>> start DATA TO PROCESS
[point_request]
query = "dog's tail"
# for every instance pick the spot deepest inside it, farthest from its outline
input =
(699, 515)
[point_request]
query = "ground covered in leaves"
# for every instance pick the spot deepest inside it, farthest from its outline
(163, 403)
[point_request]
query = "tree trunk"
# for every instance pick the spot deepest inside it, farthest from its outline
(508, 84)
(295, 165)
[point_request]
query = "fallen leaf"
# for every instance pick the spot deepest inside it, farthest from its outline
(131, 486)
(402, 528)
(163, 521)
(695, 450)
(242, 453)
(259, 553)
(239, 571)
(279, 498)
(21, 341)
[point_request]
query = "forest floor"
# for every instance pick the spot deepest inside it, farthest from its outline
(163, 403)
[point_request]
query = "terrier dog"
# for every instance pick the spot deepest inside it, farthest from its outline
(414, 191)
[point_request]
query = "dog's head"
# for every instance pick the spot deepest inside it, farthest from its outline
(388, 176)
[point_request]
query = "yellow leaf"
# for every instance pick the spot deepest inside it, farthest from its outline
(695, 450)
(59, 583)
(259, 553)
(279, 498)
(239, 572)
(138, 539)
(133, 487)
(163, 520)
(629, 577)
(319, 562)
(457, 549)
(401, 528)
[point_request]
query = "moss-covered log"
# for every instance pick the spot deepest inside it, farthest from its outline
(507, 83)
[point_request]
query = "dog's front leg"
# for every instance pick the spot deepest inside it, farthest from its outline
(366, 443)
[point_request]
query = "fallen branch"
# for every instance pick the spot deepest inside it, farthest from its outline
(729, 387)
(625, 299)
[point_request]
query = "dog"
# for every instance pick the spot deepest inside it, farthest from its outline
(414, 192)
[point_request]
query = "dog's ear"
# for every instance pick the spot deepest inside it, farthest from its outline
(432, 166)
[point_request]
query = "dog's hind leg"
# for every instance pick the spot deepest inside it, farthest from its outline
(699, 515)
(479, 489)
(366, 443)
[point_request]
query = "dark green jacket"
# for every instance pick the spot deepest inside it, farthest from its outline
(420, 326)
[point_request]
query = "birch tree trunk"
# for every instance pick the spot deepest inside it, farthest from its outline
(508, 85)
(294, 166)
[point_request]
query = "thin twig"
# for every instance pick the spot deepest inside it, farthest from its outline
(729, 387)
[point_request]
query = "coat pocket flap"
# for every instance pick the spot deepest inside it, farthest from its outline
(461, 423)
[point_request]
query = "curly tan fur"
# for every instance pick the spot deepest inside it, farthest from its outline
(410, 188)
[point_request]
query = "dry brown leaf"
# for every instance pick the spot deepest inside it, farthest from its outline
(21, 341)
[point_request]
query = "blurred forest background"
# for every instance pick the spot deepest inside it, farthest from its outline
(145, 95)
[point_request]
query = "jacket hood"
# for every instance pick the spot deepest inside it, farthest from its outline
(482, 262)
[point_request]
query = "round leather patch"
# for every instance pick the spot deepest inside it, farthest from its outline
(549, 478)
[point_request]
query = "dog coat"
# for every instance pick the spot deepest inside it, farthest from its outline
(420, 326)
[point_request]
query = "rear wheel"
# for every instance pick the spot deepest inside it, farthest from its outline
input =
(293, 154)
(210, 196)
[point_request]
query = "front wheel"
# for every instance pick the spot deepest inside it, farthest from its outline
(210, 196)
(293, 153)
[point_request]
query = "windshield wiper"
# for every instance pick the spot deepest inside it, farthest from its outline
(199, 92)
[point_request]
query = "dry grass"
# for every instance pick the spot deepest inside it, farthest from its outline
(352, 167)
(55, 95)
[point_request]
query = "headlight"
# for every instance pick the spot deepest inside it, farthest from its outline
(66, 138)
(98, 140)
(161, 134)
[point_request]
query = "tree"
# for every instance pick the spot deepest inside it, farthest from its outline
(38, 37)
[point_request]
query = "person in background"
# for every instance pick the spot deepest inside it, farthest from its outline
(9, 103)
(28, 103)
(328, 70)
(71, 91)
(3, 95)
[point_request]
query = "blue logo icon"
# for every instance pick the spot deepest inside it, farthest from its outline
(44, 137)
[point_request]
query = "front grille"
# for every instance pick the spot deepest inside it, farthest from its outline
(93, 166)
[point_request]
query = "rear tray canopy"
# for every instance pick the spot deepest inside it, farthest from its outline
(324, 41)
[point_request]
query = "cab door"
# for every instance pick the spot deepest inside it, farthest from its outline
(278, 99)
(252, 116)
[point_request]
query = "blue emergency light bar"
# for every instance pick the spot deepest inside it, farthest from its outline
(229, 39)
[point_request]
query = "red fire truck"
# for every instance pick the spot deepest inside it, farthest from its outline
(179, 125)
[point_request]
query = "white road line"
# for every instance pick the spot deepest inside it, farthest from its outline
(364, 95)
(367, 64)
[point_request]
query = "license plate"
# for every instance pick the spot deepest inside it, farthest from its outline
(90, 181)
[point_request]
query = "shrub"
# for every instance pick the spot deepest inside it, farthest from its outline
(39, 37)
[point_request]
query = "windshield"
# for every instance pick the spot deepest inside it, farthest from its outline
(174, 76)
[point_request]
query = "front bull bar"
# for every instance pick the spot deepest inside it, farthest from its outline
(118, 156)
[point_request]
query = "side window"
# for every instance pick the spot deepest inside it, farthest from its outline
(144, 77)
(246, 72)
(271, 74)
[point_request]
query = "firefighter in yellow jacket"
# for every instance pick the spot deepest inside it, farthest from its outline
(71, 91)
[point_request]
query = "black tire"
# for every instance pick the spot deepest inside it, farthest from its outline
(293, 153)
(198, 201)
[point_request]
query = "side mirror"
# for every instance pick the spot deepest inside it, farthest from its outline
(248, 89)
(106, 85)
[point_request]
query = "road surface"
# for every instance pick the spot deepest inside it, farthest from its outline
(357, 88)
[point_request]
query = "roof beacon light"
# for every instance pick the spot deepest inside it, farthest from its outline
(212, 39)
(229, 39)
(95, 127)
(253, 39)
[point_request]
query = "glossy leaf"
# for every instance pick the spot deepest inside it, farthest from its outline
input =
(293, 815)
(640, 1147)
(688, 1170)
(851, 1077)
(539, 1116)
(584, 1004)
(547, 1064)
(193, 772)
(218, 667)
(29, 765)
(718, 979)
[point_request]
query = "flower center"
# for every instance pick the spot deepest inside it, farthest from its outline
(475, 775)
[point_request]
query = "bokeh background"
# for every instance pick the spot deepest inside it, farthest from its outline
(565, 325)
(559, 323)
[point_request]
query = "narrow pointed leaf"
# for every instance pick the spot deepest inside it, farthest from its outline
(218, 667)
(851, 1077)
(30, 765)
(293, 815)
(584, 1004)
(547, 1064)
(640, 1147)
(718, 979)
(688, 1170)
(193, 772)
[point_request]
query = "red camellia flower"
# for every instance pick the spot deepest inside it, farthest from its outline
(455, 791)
>> end DATA TO PROCESS
> **WHAT YOU HAVE TO DO**
The full set of records should be duplicated exactly.

> **OUTPUT**
[point_request]
query = "dog's tail"
# for every instance pick the spot deepest inside it, farthest from its outline
input =
(699, 515)
[point_request]
query = "ground covered in leaves"
# for every instance pick the spot deepest inside it, farthest from its outline
(163, 403)
[point_request]
query = "tree trunk"
# for every instance pick the spot deepest inside it, farthest from its outline
(508, 84)
(295, 165)
[point_request]
query = "fallen leaf"
# for every instance pick the spot deepest inside it, farthest from its outline
(131, 486)
(402, 528)
(163, 521)
(695, 450)
(242, 453)
(259, 553)
(239, 571)
(279, 498)
(21, 341)
[point_request]
query = "forest floor"
# for every instance pick the spot deepest inside it, farthest from its outline
(163, 403)
[point_request]
query = "terrier dog"
# for every instance pick the spot deepest inside it, farthest from its outline
(414, 191)
[point_request]
query = "dog's head"
# for every instance pick the spot deepest inside it, farthest from its outline
(388, 176)
[point_request]
query = "yellow leaf"
# for every instance pick the spot deepest inside it, farthest from its outline
(695, 450)
(59, 583)
(259, 553)
(279, 498)
(239, 572)
(138, 539)
(133, 487)
(163, 520)
(629, 577)
(319, 562)
(457, 549)
(401, 528)
[point_request]
query = "moss-covered log"
# for every instance pick the spot deepest inside it, farthest from its outline
(507, 83)
[point_request]
query = "dog's front leg"
# for every instance pick the spot deepest inside it, farthest from its outline
(366, 443)
[point_request]
query = "fallen branch"
# for every instance pick the spot deepest inside it, farthest from its outline
(729, 387)
(625, 299)
[point_request]
query = "dog"
# for every instance pick the spot deepest inside it, farthest from its outline
(414, 192)
[point_request]
query = "dog's ear"
# for every instance pick the spot deepest inside it, farthest from its outline
(432, 166)
[point_request]
query = "dog's hind leg"
# for every instance pick the spot deepest inside it, farthest from its outline
(699, 515)
(479, 489)
(366, 443)
[point_request]
query = "dark green jacket"
# for every instance pick the spot deepest inside it, farthest from its outline
(420, 326)
[point_request]
query = "birch tree trunk"
# for every instance pick the spot deepest inside it, farthest from its outline
(508, 85)
(294, 166)
[point_request]
query = "thin twig"
# for every instance pick the spot deepest inside it, farthest from its outline
(729, 387)
[point_request]
query = "coat pocket flap"
# for every instance pick the spot deepest inside it, farthest from its outline
(461, 423)
[point_request]
query = "curly tan fur"
# for every instance pick the spot deepest inside it, farthest from its outline
(410, 188)
[point_request]
query = "dry brown leaf"
# for every instance pick the spot deepest inside it, farthest from its outline
(21, 341)
[point_request]
query = "blurred forest background"
# for every instance pick the spot deepest inside it, farthest from its outline
(145, 95)
[point_request]
query = "jacket hood"
# for every instance pick the spot deepest inside it, farthest from its outline
(482, 262)
[point_request]
query = "round leather patch"
# for every instance pick the spot deepest inside it, farthest from its outline
(549, 478)
[point_request]
query = "dog coat"
# for every instance pick the spot deepest inside it, farthest from its outline
(420, 326)
[point_request]
query = "rear wheel"
# for every instance pick the spot deepest inside it, farthest from its outline
input =
(293, 154)
(210, 196)
[point_request]
query = "front wheel"
# for every instance pick the spot deepest inside it, farthest from its outline
(210, 196)
(293, 153)
[point_request]
query = "windshield wiper"
# for every instance pick the spot deepest inside it, farthest from its outline
(199, 92)
[point_request]
query = "dry grass"
# for every instance pick the spot deepest inside it, farthest from its outline
(352, 167)
(55, 95)
[point_request]
query = "headlight"
# for every instance pick the spot deepest inside it, farthest from its outline
(66, 138)
(98, 140)
(161, 134)
[point_request]
query = "tree"
# for every instance pick the spot deepest inside it, farthest from its outline
(38, 37)
[point_request]
query = "person in background"
# for every instance pick the spot deepest inside it, farthest from its outline
(9, 103)
(28, 103)
(328, 70)
(71, 91)
(3, 95)
[point_request]
query = "blue logo icon"
# for every instance pick the spot deepest inside it, farthest from its outline
(44, 137)
[point_request]
query = "front grille"
# for every instance pick the spot deepest inside it, farthest from its outline
(93, 166)
[point_request]
query = "rear tray canopy"
# for every instance pick the spot deepest inside it, farthest from its outline
(324, 41)
[point_request]
query = "cab door"
# for every instance pick the spot deepest inside it, farthest from its outline
(278, 99)
(252, 116)
[point_request]
query = "blue emergency light bar"
# for every instance pick the spot deepest inside it, farthest from its outline
(229, 39)
[point_request]
query = "red fire truck"
# for every instance pick the spot deepest inside it, farthest from its outline
(179, 125)
[point_request]
query = "white road line"
# for every instance pick the spot deepest inside it, farthest from its outline
(364, 95)
(367, 64)
[point_request]
query = "license plate"
# for every instance pick the spot deepest inside it, farthest from its outline
(90, 181)
[point_request]
query = "shrub"
# for every instance pick the spot deepest inside it, farthest from its outline
(39, 37)
[point_request]
query = "windshield"
# for every instance pick the spot deepest inside it, farthest from its outline
(174, 76)
[point_request]
query = "front bull bar"
# for every instance pick the spot deepest inside it, farthest from its outline
(118, 156)
[point_request]
query = "side window"
# for every instance pick the spot deepest inside it, farthest from its outline
(144, 77)
(246, 72)
(271, 74)
[point_request]
query = "firefighter in yellow jacket"
# for every instance pick the spot deepest inside it, farthest from its outline
(71, 91)
[point_request]
query = "black tire"
# for every instance pick the spot deepest inside it, farthest from its outline
(293, 153)
(198, 201)
[point_request]
query = "side mirror"
# for every instance pick the spot deepest inside it, farthest from its outline
(248, 89)
(106, 85)
[point_request]
query = "road surface"
# for every instance pick the spot deepest inside it, farthest from its outline
(357, 88)
[point_request]
query = "roof beacon light"
# for every instance pick the spot deepest inside it, farthest from its outline
(212, 39)
(229, 39)
(95, 127)
(253, 39)
[point_request]
query = "glossy leaf"
# for every instance pick the spot deepest inside it, farthest from its outline
input =
(293, 815)
(640, 1147)
(688, 1170)
(851, 1077)
(539, 1116)
(584, 1004)
(547, 1064)
(193, 772)
(218, 667)
(29, 765)
(718, 979)
[point_request]
query = "flower center"
# for every instance pick the spot deepest inside it, farthest from its outline
(475, 775)
[point_request]
query = "bokeh background"
# for every instance pick the spot deepest inside it, farthest from its outline
(565, 325)
(559, 323)
[point_request]
query = "narrow pointed leaf"
# for every instance pick the spot deepest inside it, farthest from its outline
(218, 667)
(851, 1077)
(30, 765)
(293, 815)
(584, 1004)
(547, 1064)
(640, 1147)
(718, 979)
(688, 1170)
(193, 772)
[point_request]
query = "red camellia flower"
# for every instance pick the spot deepest inside it, farthest from its outline
(455, 791)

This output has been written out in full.